**EXERCISE**
Filter out all lines without the word "shoulder" from the data below, please, and copy the rest.

(Extracted data entries)
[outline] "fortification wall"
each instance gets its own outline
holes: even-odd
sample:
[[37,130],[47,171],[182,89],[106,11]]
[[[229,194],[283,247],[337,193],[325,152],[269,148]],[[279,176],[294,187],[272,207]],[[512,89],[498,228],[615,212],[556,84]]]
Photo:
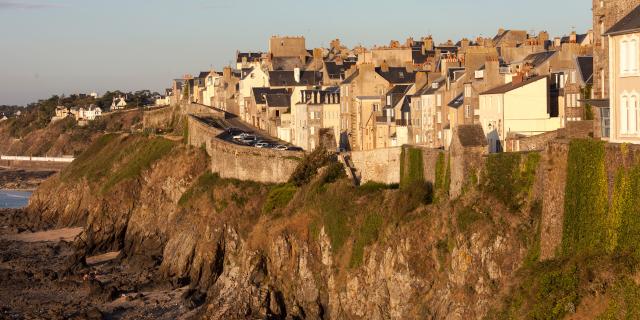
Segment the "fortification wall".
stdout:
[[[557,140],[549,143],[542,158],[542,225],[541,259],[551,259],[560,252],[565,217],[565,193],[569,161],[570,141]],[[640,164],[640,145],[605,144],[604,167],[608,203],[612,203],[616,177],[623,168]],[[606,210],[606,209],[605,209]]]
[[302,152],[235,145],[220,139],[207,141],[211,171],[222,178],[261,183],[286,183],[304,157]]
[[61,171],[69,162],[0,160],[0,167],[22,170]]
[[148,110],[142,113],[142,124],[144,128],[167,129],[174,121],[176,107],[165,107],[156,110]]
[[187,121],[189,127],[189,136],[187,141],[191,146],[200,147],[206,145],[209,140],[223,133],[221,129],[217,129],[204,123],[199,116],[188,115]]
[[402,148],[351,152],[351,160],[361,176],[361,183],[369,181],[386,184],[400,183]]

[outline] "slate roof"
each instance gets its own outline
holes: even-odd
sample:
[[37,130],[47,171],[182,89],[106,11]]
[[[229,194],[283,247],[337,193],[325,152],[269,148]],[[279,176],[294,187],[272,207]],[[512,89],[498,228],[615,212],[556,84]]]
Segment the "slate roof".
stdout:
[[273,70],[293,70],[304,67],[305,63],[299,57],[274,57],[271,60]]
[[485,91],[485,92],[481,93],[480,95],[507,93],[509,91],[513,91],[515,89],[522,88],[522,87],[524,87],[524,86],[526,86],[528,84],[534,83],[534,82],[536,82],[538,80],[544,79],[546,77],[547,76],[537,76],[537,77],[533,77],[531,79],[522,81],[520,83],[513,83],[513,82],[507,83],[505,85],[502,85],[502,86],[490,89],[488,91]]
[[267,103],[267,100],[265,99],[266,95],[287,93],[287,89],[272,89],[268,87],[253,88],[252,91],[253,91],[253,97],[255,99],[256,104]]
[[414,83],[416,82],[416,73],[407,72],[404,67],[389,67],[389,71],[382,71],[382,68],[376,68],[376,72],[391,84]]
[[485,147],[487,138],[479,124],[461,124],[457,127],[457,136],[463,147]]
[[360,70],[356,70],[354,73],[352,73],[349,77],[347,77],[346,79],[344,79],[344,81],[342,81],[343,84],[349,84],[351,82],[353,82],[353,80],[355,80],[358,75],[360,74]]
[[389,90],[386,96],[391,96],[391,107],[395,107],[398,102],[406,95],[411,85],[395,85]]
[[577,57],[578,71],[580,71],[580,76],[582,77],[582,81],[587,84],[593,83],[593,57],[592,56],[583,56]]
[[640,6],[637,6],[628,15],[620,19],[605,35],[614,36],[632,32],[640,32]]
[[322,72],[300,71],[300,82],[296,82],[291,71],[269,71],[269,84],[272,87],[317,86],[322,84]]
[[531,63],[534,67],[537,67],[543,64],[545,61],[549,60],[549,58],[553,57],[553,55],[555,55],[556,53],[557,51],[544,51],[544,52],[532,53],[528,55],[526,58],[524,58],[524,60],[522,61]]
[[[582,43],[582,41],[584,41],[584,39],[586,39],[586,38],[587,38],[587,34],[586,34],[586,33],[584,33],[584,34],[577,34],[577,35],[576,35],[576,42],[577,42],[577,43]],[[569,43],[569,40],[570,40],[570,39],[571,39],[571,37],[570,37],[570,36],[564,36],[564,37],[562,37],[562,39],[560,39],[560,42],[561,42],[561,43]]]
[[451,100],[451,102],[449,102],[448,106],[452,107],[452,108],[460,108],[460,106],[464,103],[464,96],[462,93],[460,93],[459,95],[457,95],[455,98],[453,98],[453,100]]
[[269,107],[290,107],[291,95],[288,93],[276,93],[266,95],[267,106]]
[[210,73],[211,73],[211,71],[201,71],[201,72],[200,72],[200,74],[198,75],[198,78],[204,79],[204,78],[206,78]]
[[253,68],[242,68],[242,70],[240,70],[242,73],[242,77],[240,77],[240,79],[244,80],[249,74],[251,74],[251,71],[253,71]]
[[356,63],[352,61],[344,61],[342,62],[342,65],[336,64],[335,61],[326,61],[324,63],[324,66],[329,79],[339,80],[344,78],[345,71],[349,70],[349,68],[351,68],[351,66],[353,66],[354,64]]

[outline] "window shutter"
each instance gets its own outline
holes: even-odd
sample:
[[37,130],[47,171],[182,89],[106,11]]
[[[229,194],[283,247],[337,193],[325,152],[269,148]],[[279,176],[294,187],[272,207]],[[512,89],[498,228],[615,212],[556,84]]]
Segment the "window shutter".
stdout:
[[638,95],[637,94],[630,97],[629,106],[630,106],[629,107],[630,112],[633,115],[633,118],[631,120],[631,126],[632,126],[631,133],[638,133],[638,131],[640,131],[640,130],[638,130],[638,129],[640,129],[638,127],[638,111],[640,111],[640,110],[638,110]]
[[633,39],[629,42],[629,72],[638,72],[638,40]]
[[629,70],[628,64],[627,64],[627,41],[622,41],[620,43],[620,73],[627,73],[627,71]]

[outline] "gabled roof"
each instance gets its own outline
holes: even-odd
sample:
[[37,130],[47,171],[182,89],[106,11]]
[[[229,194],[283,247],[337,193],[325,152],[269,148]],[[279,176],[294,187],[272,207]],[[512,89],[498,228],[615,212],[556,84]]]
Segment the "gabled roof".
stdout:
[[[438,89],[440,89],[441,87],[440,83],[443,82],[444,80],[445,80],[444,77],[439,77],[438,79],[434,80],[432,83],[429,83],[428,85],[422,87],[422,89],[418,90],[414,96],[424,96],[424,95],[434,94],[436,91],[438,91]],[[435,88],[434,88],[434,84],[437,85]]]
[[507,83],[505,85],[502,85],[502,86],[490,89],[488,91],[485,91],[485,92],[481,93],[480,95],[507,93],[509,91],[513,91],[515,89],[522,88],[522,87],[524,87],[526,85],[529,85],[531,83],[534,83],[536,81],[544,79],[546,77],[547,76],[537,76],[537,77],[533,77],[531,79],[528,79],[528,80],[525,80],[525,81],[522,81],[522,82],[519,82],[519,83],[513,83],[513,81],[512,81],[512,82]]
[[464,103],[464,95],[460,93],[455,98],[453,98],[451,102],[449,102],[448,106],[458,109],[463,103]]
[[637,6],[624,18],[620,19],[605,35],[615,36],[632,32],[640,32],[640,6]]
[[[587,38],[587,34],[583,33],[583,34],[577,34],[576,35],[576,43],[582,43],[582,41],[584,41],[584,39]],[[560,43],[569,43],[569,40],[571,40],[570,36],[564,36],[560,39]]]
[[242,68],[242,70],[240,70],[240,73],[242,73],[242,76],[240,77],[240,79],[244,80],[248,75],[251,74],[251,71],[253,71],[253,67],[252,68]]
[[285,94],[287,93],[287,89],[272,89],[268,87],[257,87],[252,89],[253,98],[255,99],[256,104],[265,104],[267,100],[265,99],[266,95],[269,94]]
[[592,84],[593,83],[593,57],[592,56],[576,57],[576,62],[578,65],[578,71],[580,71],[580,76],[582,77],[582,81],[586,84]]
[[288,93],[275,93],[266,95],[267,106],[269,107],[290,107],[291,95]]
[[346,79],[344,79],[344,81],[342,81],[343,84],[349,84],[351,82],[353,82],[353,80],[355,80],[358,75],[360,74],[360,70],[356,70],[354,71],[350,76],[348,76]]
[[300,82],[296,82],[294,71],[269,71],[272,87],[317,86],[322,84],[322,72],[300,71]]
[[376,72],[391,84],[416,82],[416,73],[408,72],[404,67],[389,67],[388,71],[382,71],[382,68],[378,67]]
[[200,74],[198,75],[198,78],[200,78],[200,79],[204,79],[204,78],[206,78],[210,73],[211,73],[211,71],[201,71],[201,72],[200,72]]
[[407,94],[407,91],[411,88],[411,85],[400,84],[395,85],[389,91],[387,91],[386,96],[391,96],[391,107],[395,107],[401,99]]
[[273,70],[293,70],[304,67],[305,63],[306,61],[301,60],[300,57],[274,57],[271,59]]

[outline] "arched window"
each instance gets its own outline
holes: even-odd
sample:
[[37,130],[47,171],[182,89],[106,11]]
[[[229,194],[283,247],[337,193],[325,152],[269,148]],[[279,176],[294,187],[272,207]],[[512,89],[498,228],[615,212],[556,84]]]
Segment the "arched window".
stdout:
* * *
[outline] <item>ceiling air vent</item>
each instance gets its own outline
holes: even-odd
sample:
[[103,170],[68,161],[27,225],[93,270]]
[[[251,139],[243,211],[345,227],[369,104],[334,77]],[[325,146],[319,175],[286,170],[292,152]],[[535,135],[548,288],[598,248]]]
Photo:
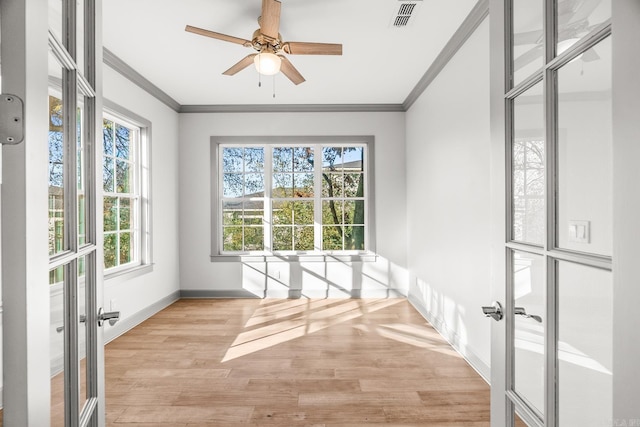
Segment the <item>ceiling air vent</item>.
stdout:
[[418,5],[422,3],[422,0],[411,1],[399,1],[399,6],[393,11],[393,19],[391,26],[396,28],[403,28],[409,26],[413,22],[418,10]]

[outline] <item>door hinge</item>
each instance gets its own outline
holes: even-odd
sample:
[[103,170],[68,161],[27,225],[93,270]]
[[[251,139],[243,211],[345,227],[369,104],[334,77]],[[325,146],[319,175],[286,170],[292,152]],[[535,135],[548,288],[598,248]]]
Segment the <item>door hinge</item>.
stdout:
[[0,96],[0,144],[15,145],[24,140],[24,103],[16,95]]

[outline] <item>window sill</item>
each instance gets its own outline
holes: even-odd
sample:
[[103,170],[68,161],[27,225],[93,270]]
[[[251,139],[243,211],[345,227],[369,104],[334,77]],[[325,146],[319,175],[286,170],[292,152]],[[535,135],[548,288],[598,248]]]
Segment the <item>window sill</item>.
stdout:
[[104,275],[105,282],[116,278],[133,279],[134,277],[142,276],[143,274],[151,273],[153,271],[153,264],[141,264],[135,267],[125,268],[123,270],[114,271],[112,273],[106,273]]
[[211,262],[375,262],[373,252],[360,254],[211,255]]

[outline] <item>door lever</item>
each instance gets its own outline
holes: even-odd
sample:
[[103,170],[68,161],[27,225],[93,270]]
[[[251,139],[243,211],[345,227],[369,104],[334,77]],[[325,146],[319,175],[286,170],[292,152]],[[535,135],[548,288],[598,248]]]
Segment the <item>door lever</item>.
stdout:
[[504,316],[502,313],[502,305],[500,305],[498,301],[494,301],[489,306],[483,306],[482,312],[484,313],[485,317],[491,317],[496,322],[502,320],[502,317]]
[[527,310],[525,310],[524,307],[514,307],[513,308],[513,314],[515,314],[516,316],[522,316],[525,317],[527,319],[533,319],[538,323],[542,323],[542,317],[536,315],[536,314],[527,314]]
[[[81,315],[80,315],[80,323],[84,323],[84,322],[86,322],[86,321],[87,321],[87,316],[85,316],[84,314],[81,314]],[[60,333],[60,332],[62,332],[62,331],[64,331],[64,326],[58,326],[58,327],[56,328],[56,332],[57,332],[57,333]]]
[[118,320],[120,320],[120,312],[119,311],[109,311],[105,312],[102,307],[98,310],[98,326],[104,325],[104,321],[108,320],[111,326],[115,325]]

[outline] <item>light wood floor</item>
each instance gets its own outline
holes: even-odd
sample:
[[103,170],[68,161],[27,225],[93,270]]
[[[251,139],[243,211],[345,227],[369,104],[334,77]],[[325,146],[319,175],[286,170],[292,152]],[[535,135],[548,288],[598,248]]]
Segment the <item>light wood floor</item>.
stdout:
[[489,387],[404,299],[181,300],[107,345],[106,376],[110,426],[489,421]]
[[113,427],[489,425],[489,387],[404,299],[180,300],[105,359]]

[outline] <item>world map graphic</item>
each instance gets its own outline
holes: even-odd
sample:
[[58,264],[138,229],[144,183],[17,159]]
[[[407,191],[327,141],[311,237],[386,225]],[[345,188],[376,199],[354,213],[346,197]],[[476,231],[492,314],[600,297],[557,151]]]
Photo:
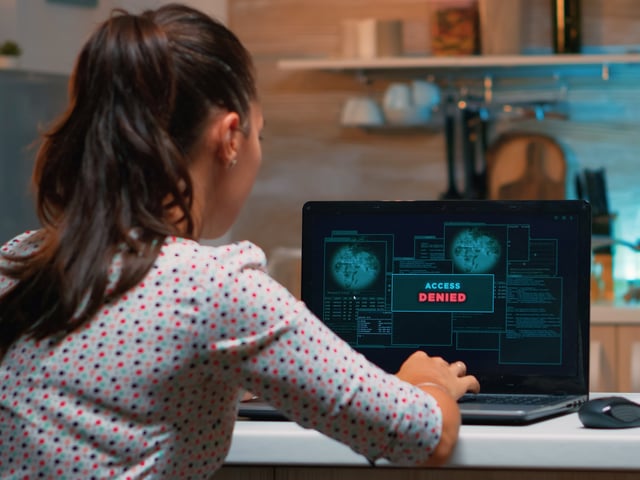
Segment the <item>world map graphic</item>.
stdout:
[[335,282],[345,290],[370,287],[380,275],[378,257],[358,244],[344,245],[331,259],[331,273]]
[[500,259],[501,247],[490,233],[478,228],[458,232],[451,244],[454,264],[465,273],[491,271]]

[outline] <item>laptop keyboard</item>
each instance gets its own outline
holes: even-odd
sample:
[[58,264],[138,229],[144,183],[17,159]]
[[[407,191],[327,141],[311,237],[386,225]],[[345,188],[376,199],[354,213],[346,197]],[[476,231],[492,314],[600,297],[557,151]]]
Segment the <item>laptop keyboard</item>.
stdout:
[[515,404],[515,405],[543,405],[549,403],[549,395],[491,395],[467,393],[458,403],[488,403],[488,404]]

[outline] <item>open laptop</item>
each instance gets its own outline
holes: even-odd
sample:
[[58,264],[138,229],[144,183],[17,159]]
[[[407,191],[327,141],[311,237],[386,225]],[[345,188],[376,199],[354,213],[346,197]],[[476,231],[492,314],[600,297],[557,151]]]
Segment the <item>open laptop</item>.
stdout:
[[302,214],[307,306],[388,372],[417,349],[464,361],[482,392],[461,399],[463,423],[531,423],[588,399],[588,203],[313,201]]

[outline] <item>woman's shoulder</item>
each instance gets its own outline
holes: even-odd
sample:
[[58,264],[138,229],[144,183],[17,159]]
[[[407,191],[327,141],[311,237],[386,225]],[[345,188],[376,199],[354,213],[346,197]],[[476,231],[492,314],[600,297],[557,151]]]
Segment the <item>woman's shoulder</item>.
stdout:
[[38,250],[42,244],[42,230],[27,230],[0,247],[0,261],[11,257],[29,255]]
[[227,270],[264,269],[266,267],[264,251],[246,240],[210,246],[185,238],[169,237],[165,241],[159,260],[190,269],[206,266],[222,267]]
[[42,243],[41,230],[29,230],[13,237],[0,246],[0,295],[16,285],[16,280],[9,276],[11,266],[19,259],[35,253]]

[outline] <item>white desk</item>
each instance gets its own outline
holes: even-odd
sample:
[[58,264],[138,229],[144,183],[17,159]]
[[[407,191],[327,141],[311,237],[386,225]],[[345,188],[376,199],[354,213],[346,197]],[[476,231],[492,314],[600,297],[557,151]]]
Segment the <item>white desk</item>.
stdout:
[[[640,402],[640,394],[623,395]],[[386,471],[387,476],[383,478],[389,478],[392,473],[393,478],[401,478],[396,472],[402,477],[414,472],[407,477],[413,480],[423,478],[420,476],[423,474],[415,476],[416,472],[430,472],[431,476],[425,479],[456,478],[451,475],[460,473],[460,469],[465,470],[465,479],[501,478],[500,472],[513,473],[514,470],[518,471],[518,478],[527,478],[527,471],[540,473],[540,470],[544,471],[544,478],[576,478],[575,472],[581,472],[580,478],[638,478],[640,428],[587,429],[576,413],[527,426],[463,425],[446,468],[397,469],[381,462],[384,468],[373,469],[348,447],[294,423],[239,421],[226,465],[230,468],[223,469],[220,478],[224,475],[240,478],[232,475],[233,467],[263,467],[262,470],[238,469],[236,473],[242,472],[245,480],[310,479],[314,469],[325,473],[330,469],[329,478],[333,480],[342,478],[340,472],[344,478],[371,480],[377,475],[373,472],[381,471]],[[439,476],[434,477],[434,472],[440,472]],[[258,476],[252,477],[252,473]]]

**TASK SOLUTION**
[outline] <item>woman's shoulder</item>
Segment the <item>woman's shoulder</item>.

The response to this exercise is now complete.